** Start Recorded information **

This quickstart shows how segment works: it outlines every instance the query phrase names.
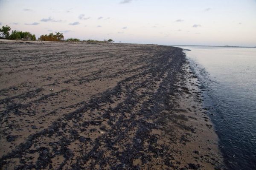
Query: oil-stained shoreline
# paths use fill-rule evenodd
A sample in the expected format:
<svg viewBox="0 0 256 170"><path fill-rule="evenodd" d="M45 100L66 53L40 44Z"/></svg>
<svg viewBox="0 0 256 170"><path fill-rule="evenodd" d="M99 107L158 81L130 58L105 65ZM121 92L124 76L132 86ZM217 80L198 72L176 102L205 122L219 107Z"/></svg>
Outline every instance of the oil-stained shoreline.
<svg viewBox="0 0 256 170"><path fill-rule="evenodd" d="M1 169L214 169L182 49L0 42Z"/></svg>

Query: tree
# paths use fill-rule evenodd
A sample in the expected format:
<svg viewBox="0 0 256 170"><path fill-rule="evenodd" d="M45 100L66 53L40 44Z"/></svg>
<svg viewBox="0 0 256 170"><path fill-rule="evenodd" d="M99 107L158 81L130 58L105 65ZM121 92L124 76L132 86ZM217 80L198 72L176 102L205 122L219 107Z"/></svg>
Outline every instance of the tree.
<svg viewBox="0 0 256 170"><path fill-rule="evenodd" d="M10 31L11 27L6 25L6 26L3 26L2 28L0 28L0 32L1 32L1 37L3 38L8 38L10 36Z"/></svg>
<svg viewBox="0 0 256 170"><path fill-rule="evenodd" d="M42 35L40 36L38 40L40 41L61 41L64 39L64 36L62 33L59 32L56 32L56 34L53 33L50 33L49 35Z"/></svg>
<svg viewBox="0 0 256 170"><path fill-rule="evenodd" d="M26 40L35 41L35 35L32 34L29 32L23 32L12 31L9 38L11 40Z"/></svg>

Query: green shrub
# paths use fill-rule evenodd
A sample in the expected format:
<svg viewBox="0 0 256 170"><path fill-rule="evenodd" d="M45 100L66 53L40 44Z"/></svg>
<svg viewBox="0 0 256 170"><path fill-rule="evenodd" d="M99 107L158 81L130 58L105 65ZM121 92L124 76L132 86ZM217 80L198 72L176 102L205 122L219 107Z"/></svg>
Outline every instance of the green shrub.
<svg viewBox="0 0 256 170"><path fill-rule="evenodd" d="M10 35L11 40L23 40L31 41L35 41L36 38L35 34L32 34L29 32L23 32L12 31Z"/></svg>
<svg viewBox="0 0 256 170"><path fill-rule="evenodd" d="M40 41L61 41L64 40L63 34L59 32L56 32L55 34L53 33L50 33L49 35L42 35L40 36L38 40Z"/></svg>
<svg viewBox="0 0 256 170"><path fill-rule="evenodd" d="M2 28L0 28L0 32L1 33L1 37L3 38L9 38L10 36L10 31L11 27L6 25L6 26L3 26Z"/></svg>

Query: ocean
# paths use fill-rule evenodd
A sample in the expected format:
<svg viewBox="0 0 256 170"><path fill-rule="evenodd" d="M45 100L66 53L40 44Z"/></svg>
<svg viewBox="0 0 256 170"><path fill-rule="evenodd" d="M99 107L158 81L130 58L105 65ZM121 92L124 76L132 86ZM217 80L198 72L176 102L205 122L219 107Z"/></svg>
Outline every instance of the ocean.
<svg viewBox="0 0 256 170"><path fill-rule="evenodd" d="M256 170L256 48L178 47L191 50L184 51L201 83L226 166Z"/></svg>

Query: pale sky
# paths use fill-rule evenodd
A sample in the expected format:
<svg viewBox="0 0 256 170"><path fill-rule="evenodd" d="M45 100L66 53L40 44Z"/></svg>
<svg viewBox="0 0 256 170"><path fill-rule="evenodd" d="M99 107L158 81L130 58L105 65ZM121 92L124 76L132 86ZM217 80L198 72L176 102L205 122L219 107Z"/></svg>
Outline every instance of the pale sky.
<svg viewBox="0 0 256 170"><path fill-rule="evenodd" d="M0 0L0 24L37 38L256 46L256 0Z"/></svg>

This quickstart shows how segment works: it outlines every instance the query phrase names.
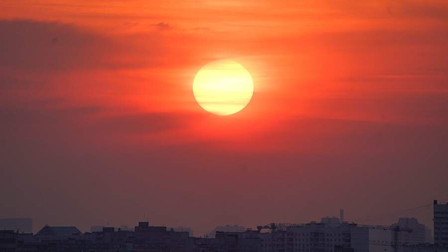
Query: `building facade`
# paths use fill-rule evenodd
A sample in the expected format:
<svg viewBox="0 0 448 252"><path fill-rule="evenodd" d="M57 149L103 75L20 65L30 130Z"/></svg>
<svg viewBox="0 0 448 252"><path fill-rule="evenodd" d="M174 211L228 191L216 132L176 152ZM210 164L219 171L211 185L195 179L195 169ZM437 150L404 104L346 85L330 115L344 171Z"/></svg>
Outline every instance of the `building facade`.
<svg viewBox="0 0 448 252"><path fill-rule="evenodd" d="M448 246L448 203L438 204L434 200L434 244Z"/></svg>

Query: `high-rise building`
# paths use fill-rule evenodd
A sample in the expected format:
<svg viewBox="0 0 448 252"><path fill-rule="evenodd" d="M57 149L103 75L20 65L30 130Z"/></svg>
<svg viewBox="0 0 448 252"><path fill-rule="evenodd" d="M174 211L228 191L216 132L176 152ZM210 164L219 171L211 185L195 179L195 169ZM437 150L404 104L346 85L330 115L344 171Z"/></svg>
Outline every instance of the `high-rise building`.
<svg viewBox="0 0 448 252"><path fill-rule="evenodd" d="M400 218L398 222L392 225L396 229L398 245L414 245L426 242L426 227L415 218Z"/></svg>
<svg viewBox="0 0 448 252"><path fill-rule="evenodd" d="M434 243L448 246L448 203L438 204L434 200Z"/></svg>

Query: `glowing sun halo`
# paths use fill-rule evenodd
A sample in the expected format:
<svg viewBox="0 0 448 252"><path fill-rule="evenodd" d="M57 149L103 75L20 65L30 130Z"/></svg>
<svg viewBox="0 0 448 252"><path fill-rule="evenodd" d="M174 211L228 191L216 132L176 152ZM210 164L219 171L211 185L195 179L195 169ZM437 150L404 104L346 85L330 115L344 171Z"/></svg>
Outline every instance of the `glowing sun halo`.
<svg viewBox="0 0 448 252"><path fill-rule="evenodd" d="M203 66L195 76L193 94L203 109L228 116L244 108L253 94L250 74L240 64L224 59Z"/></svg>

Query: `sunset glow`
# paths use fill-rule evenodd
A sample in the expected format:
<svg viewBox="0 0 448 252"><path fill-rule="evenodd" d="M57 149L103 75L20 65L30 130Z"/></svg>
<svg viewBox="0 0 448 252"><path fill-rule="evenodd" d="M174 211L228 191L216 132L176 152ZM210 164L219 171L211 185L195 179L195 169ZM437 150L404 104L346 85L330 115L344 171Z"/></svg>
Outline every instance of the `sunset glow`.
<svg viewBox="0 0 448 252"><path fill-rule="evenodd" d="M196 101L204 110L228 116L244 109L253 94L250 74L229 60L210 62L196 74L193 82Z"/></svg>

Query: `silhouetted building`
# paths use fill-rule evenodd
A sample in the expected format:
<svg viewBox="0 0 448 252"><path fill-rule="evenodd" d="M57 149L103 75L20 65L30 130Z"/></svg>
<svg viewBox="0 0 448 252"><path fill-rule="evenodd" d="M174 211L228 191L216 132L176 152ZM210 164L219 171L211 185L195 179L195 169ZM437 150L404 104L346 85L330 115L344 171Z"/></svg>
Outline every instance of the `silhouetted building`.
<svg viewBox="0 0 448 252"><path fill-rule="evenodd" d="M54 227L45 225L36 234L38 236L70 236L81 234L76 227Z"/></svg>
<svg viewBox="0 0 448 252"><path fill-rule="evenodd" d="M0 230L13 230L19 233L33 232L33 220L29 218L0 219Z"/></svg>
<svg viewBox="0 0 448 252"><path fill-rule="evenodd" d="M398 222L391 225L393 228L399 228L397 234L397 244L415 245L426 242L426 227L419 223L415 218L400 218Z"/></svg>
<svg viewBox="0 0 448 252"><path fill-rule="evenodd" d="M210 232L209 236L212 238L215 237L216 232L243 232L246 230L244 227L238 225L218 226Z"/></svg>
<svg viewBox="0 0 448 252"><path fill-rule="evenodd" d="M291 225L275 229L273 228L275 225L265 227L271 232L260 235L263 252L393 251L392 231L389 227L341 223L335 217L322 218L320 223Z"/></svg>
<svg viewBox="0 0 448 252"><path fill-rule="evenodd" d="M15 252L16 235L12 230L0 230L0 252Z"/></svg>
<svg viewBox="0 0 448 252"><path fill-rule="evenodd" d="M434 243L448 246L448 203L437 204L434 200Z"/></svg>
<svg viewBox="0 0 448 252"><path fill-rule="evenodd" d="M93 226L90 227L91 232L101 232L103 231L104 226Z"/></svg>
<svg viewBox="0 0 448 252"><path fill-rule="evenodd" d="M176 232L188 232L190 236L194 236L193 230L191 228L187 227L177 227L177 228L171 228L169 229L176 231Z"/></svg>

** End Recorded information **

→ Your task
Can you rewrite the lines between the one holding "Query: ocean" and the one holding "0L0 24L37 38L256", inclusive, swapping "expected format" for "required format" and keeping everything else the same?

→ Output below
Query: ocean
# paths use fill-rule evenodd
A sample in the required format:
<svg viewBox="0 0 256 170"><path fill-rule="evenodd" d="M45 100L66 53L40 44Z"/></svg>
<svg viewBox="0 0 256 170"><path fill-rule="evenodd" d="M99 107L158 81L130 58L105 65ZM121 92L124 76L132 86ZM217 80L198 72L176 102L205 122L219 107Z"/></svg>
Outline every instance of the ocean.
<svg viewBox="0 0 256 170"><path fill-rule="evenodd" d="M256 170L256 48L178 47L191 50L184 51L201 83L226 166Z"/></svg>

Query: pale sky
# paths use fill-rule evenodd
A sample in the required format:
<svg viewBox="0 0 256 170"><path fill-rule="evenodd" d="M45 100L66 53L40 44Z"/></svg>
<svg viewBox="0 0 256 170"><path fill-rule="evenodd" d="M99 107L158 81L130 58L105 65ZM121 92L124 76L132 86ZM217 80L198 72L176 102L205 122L219 107Z"/></svg>
Outline every instance of the pale sky.
<svg viewBox="0 0 256 170"><path fill-rule="evenodd" d="M0 0L0 24L37 38L256 46L256 0Z"/></svg>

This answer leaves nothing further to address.